**Records for this task**.

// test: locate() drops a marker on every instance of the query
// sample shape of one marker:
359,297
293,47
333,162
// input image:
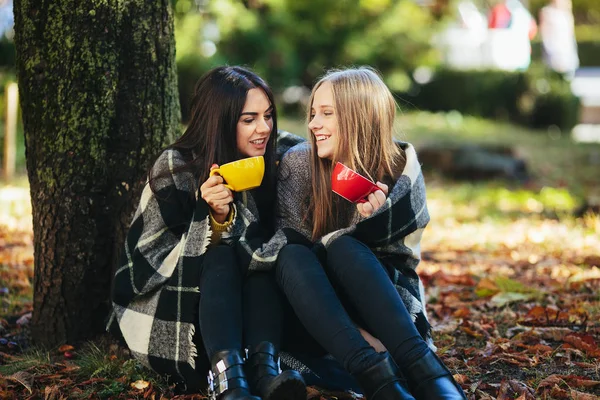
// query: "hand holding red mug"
217,195
374,201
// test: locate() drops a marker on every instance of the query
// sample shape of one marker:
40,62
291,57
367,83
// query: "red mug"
351,185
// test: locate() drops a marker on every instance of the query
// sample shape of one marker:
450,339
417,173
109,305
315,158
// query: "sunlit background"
507,128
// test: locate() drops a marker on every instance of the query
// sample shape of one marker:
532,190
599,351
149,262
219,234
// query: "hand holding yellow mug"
243,174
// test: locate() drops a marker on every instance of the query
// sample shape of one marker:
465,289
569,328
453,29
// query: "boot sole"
286,388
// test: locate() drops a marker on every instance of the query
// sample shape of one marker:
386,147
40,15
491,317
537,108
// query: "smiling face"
323,121
255,124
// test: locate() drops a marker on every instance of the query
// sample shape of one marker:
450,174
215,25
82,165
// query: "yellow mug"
243,174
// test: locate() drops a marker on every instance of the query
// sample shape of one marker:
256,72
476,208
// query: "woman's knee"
342,245
292,261
343,249
219,257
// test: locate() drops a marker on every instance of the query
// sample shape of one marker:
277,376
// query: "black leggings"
237,312
365,288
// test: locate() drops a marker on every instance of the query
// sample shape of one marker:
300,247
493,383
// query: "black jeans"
237,311
365,290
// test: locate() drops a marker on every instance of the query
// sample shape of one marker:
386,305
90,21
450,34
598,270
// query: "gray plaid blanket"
393,232
155,289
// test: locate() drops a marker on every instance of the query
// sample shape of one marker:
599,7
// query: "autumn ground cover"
512,273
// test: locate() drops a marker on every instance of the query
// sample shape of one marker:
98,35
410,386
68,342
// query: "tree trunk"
99,99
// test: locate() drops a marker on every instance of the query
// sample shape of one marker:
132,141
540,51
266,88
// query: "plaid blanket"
155,289
393,232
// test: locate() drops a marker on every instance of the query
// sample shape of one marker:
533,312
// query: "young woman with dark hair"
179,273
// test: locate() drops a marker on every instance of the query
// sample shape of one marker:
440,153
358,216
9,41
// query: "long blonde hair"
365,110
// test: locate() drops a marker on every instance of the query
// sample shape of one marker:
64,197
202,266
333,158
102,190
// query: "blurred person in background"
557,28
512,27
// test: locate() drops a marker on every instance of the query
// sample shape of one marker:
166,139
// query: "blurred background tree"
291,43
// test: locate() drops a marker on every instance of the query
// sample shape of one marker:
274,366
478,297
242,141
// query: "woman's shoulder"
297,155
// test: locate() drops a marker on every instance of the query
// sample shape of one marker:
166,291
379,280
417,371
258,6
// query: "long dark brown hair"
365,110
210,138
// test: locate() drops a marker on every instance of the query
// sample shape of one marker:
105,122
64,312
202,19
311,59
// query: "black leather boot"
382,381
267,380
226,379
429,379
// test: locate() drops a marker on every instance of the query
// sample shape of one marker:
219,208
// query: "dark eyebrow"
255,114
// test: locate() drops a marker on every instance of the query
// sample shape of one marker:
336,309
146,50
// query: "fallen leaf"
24,378
65,347
140,384
52,393
504,298
577,395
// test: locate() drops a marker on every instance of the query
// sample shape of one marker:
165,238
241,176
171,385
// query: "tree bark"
98,91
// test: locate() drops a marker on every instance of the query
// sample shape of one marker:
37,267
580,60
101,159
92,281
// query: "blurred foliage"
584,11
537,98
293,42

**Try it**.
Each line of the listing is to be retyped exactly, and its pictures are to be dropped.

**Solution**.
// test: locate() drops a marker on every instance of the query
// sample shape of one marker:
359,297
293,47
333,162
// input image:
// query: "hand holding red mug"
217,195
374,201
// test: locate() drops a marker on every instance of the query
// sample shape of one marker:
40,62
291,57
367,83
// query: "red mug"
351,185
// test: locate() drops a marker on every instance of the query
// sample shape of one marker:
450,339
417,173
109,305
315,158
// query: "sunlit background"
507,128
// test: locate() drops a marker on every instance of the query
// sample shape of one marker:
532,190
599,351
149,262
219,234
// query: "hand holding yellow mug"
243,174
// test: locate() drops a marker on every instance of the query
// sample shape of one marker:
465,289
569,328
453,29
// query: "boot sole"
286,388
// test: locate() drops a marker on every instance of the query
// sample shape of one marker:
386,147
40,15
491,317
537,108
// query: "smiling face"
323,121
255,124
// test: locate() drops a marker on every instance of the query
// sample shape of one marker:
450,174
215,25
82,165
// query: "yellow mug"
243,174
// test: locate() drops a marker on every instance of the query
// sample shape of one marker:
256,72
476,208
// query: "woman's knee"
342,245
292,261
343,249
219,257
// test: locate() drops a marker on every instance of the query
// sample shape of one marker:
277,376
// query: "black leggings"
237,312
365,288
// test: locate() drops a marker on every instance of the query
// sample shape of one marker:
300,247
493,383
// query: "black jeans"
237,311
365,290
// test: locate() drops a marker on every instance of the query
// sample shape of one marker:
386,305
90,21
450,34
598,270
// query: "gray plaid blanket"
393,232
155,289
// test: locate() drops a marker on every instance of the query
// sample shape of one marker:
599,7
// query: "autumn ground cover"
512,273
// test: locate() drops a marker on every instance of the query
// sample shape of one marker:
98,35
410,386
68,342
// query: "tree trunk"
99,99
// test: locate() drops a marker on every instance of the query
// sample shape of one marker:
132,141
540,51
266,88
// query: "plaid blanket"
155,289
393,232
// test: locate() drops a marker on every instance of the query
// sample shape of one marker:
533,312
// query: "young woman with dark hair"
179,273
// test: locate() drops a marker on every instance of the query
// sample shape of one marker:
440,153
358,216
9,41
// query: "long blonde hair"
365,110
// test: locate() drops a marker on every instance of the query
// sample shape of one marker:
64,197
202,266
333,158
102,190
// query: "blurred person in background"
557,28
512,27
// test: locate() drops a marker on every instance of the query
// sample shape of one marker:
166,139
// query: "blurred background tree"
291,43
// test: locate() drops a marker on every instance of the query
// sample shape of one marker:
274,366
478,297
242,141
// query: "woman's shoulder"
297,155
// test: locate() drops a marker on every instance of the query
// sample shape of one marker:
166,291
379,280
417,371
258,6
// query: "long dark brown hair"
365,110
210,138
// test: locate() drops a marker on every instance of the query
// sample shape of one marker:
105,122
64,312
202,19
311,59
// query: "black leather boot"
382,381
267,380
226,379
429,379
// test: locate() drops a marker on every instance of the query
// sample shape of one marker:
219,208
// query: "dark eyebrow"
255,114
// test: locate() drops a marker on every instance of the query
// sample shape of one marker:
336,309
146,50
// query: "fallen leaf"
24,378
65,347
140,384
52,393
504,298
577,395
// test: locate() drops a marker on every instance of the query
// sample shape of one marker:
165,238
241,176
171,385
// query: "tree bark"
98,91
// test: locate() drops a marker on every instance of the query
// sample shape of one marker:
37,267
580,60
101,159
92,281
// query: "blurred foliage"
584,11
537,98
293,42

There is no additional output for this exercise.